Task to complete: Update the entries below by replacing every occurrence of "dark roof edge" with "dark eave line", leaving all other text unchanged.

----------

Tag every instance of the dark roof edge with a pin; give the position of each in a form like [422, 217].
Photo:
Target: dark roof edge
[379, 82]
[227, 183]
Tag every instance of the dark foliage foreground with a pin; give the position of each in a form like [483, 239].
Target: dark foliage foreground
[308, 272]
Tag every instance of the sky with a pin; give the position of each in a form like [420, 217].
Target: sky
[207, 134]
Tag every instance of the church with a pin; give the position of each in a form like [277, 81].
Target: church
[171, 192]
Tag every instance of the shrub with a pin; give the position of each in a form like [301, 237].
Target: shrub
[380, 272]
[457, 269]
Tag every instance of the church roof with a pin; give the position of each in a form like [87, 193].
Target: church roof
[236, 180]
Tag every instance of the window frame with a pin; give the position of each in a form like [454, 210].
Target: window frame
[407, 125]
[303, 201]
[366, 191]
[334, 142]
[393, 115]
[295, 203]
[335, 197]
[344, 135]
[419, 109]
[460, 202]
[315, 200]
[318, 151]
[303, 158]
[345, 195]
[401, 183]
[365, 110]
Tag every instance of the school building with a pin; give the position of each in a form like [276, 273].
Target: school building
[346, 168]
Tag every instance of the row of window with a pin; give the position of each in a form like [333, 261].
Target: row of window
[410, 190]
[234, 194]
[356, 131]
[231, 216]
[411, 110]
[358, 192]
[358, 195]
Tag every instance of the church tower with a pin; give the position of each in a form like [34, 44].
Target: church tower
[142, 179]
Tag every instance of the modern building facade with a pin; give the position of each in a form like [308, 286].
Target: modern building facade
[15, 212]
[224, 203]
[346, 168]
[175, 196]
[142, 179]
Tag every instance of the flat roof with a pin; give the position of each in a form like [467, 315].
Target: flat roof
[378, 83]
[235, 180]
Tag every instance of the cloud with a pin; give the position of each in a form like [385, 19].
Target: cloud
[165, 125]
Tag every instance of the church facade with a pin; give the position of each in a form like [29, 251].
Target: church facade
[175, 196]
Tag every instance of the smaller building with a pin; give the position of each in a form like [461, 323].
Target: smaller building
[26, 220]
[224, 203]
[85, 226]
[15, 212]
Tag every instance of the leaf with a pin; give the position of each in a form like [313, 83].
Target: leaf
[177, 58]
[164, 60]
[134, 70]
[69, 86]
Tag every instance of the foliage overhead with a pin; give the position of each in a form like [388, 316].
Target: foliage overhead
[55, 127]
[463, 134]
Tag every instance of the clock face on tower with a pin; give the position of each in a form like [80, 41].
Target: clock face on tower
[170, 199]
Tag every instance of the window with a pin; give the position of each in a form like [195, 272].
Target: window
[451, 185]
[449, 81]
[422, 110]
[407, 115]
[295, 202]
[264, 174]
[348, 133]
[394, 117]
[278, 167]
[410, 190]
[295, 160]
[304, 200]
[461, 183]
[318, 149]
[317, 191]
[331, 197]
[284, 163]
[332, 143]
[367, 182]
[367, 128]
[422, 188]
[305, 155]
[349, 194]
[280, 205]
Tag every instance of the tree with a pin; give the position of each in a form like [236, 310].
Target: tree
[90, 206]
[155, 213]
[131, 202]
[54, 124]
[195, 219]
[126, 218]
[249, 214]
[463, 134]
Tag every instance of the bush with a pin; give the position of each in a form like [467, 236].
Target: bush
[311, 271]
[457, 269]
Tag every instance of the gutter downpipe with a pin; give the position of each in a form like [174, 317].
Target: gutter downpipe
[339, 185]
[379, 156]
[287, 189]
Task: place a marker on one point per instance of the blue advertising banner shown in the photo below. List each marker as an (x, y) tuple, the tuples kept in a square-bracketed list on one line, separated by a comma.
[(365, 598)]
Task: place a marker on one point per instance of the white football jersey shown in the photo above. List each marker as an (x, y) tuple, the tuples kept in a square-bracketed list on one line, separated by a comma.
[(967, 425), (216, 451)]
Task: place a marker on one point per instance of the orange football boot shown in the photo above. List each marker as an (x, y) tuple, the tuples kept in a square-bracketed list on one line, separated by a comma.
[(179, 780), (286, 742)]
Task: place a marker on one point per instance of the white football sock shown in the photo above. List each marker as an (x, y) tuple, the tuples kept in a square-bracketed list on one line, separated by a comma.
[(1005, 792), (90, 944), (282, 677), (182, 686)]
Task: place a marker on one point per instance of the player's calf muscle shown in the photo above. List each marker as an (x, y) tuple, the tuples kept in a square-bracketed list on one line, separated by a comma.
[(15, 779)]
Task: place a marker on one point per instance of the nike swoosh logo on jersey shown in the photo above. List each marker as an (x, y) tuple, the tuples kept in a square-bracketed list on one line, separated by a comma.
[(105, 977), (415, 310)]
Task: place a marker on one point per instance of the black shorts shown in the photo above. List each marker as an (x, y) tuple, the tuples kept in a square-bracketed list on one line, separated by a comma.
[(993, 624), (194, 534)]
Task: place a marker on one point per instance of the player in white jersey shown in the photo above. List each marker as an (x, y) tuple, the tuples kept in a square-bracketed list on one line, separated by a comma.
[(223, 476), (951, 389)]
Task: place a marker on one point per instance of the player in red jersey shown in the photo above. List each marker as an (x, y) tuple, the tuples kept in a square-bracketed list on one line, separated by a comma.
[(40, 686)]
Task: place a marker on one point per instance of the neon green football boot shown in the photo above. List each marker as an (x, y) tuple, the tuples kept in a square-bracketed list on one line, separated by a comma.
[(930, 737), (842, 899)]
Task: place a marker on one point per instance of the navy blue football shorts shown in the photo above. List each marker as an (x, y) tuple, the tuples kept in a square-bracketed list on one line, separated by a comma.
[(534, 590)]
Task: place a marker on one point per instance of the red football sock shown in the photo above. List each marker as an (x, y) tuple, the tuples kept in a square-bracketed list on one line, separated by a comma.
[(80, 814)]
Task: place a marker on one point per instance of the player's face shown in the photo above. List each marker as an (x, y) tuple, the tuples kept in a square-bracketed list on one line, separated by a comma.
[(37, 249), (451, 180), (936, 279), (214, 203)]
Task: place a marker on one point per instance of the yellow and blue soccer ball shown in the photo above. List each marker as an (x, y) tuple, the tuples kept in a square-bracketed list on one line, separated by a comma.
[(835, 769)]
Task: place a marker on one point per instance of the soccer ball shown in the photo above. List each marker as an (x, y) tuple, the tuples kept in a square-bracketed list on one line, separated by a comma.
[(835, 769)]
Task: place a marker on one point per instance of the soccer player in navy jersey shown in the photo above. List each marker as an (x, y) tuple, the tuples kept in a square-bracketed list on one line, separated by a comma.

----------

Complete answer:
Tag every instance of the dark eave line with a pin; give the position of each in a form like [422, 217].
Photo:
Target: dark eave line
[379, 82]
[227, 183]
Tag every instance of the dark foliage foreground with a pin; give the position of each in a form like [483, 239].
Target: dark foliage foreground
[308, 272]
Tag every instance of the sky with a pin; give the position of each in a form like [420, 217].
Target: sky
[207, 134]
Tag every instance of the church with a pin; give the position of each in a form like [277, 81].
Target: church
[171, 192]
Tag every instance of the shrub with a pin; give the position of each in a form like [301, 237].
Target: shrub
[380, 272]
[457, 269]
Tag every instance of the church roof with a pin; give the position of each in a form like [87, 193].
Target: church roof
[236, 180]
Tag every instance of the window frame with a pin; give the position of each in a form like [454, 210].
Target: window frame
[407, 125]
[303, 201]
[366, 191]
[334, 142]
[393, 115]
[295, 203]
[335, 197]
[344, 135]
[419, 109]
[460, 202]
[315, 200]
[318, 151]
[303, 158]
[345, 195]
[401, 183]
[365, 110]
Tag every instance of the school building with a pin; give the position of each in a form like [276, 273].
Target: school building
[346, 168]
Tag every instance of the row of window with a pin; give the position of each in a form like [333, 261].
Target: row of window
[410, 190]
[234, 194]
[356, 131]
[231, 216]
[411, 110]
[358, 192]
[358, 195]
Tag every instance of the church tower with a pin; give the position of each in a form like [34, 44].
Target: church tower
[142, 179]
Tag every instance of the modern building facade with a pin; give the position of each in a form like [308, 286].
Target: modern building facade
[15, 212]
[224, 203]
[346, 168]
[175, 196]
[142, 179]
Tag every instance of the flat roof with a pin; give the position of each in a form like [467, 315].
Target: flat roof
[378, 83]
[235, 180]
Tag every instance of the cloud with a pin; give the position of each in a form like [385, 19].
Target: cloud
[165, 125]
Tag every instance of the church facade with a pin; give the position of each in a form like [29, 251].
Target: church facade
[175, 196]
Tag every instance of the smaller building with a pin; give the position of each in a form like [461, 323].
Target: smaller building
[26, 220]
[224, 203]
[85, 226]
[15, 212]
Tag every instance of the leaf with a pin; give the position of each in a form like [313, 83].
Target: leaf
[177, 58]
[164, 60]
[134, 70]
[69, 86]
Tag every instance of the foliage overhead with a pin; give the position of each in a form like [388, 316].
Target: foliage overhead
[55, 127]
[463, 134]
Tag every instance of the clock face on tower with a pin; give the position of each in a form like [80, 41].
Target: clock face on tower
[170, 199]
Tag every instance of the window with a pin; give the position of each in a form like [195, 272].
Target: window
[451, 185]
[449, 81]
[422, 110]
[407, 115]
[295, 202]
[264, 174]
[348, 133]
[394, 117]
[278, 167]
[410, 190]
[295, 160]
[304, 200]
[461, 183]
[318, 149]
[317, 191]
[331, 197]
[284, 163]
[332, 143]
[367, 182]
[367, 128]
[422, 188]
[305, 155]
[349, 194]
[280, 205]
Tag every instance of the tree with a pin; give the position of each in a form like [236, 310].
Target: tree
[90, 206]
[155, 213]
[131, 202]
[54, 124]
[195, 219]
[126, 218]
[249, 214]
[463, 134]
Tag every instance of the bush with a pin; give the position of each in a form like [467, 236].
Target: bush
[311, 271]
[457, 269]
Tag every instance of the gutter downpipe with a pin; give the position of each in a form like [174, 317].
Target: gutter downpipe
[339, 185]
[379, 156]
[287, 189]
Task: place a marker on one point per instance of the blue advertising banner shown in the photo below. List each marker as an (x, y) tuple, the tuples kept in a square-bracketed list on one line, separated by a comma.
[(365, 598)]
Task: place a marker on one point per instance of the white football jersey shown in the photo above. List each marker as an (x, y) tuple, the tuples kept in a square-bracketed list on one line, separated by a comma.
[(967, 425), (216, 451)]
Task: place a marker on one point per instance of the orange football boot shown in the photo above. List each marker as an (x, y) tuple, the tuples kept in a square-bracketed list on one line, separated by a comma.
[(179, 780), (286, 742)]
Task: place a marker on one point per instance of the white football sock shown in the photo above. List each marker as an (x, y) tuple, the tuples kept in a square-bracketed list on one line, separated by a comma.
[(1005, 792), (90, 944), (282, 677), (182, 686)]
Task: place a marker on one point per instance of the player's calf muscle shown in the photo above. List each marker as an (x, y) tuple, the tuples kept in a square-bracketed list on one line, separated by a comma.
[(15, 779)]
Task: place a marker on one point per instance of the nike swoosh logo on jersey shown in the photo above. List each marker as an (x, y) tuple, the tuples kept in a square-bracketed list on one line, separated by a comma.
[(105, 977), (415, 310)]
Task: place a marker on one point per instance of the black shorts shown in the photo above. List each marker as an (x, y) tuple, the tuples kept in a square-bracketed list on one line, separated by a comma.
[(993, 624), (194, 534)]
Task: place a marker on one point per instance of the player in white jersey shown in the photo above. List each marker as an (x, y) tuple, the tuples kept in a square-bracketed list on one line, separated by a comma.
[(223, 476), (951, 389)]
Task: place a marker on one point per instance of the player in red jersey shown in the photo above. List each marker as an (x, y) tuple, the tuples kept in a square-bracketed list on one line, separated by a comma.
[(40, 686)]
Task: place a marker on one point per instance of the neon green football boot shown in the photo above. List each marker as an (x, y) tuple, the tuples kept in a square-bracketed list on one line, separated by a comma.
[(930, 737), (842, 899)]
Task: place a marker on one point per instance of the navy blue football shorts shown in the photo above. List each marker as an (x, y) tuple, the tuples kept in a square-bracketed list on one line, separated by a comma.
[(534, 590)]
Task: place a marker on one point per instance of the red football sock shown in the photo above. List each marker as an (x, y) tuple, the tuples kept in a square-bracketed list on one line, separated by a comma.
[(80, 814)]
Task: place a marker on one point per instance of the player's face shown in the photo above. List each marker as an (x, y) tuple, the tuples kept in a square-bracketed list on one line, separated by a comma.
[(37, 249), (451, 180), (936, 279), (214, 203)]
Task: place a marker on one point per instance of the yellow and blue soccer ball shown in the photo above. List each marker as an (x, y) tuple, the tuples kept in a square-bracketed list on one line, separated by a comma.
[(835, 769)]
Task: place a marker on one point per instance of the soccer ball shown in the photo above. List each marker as an (x, y) tuple, the tuples kept in a square-bracketed list on one line, separated by a comma.
[(835, 769)]
Task: place a marker on one point per instance of the soccer player in navy jersey shown in the photo above. List each marker as an (x, y) tuple, the tuples kept in a square-bracketed list on one line, separated by a comma.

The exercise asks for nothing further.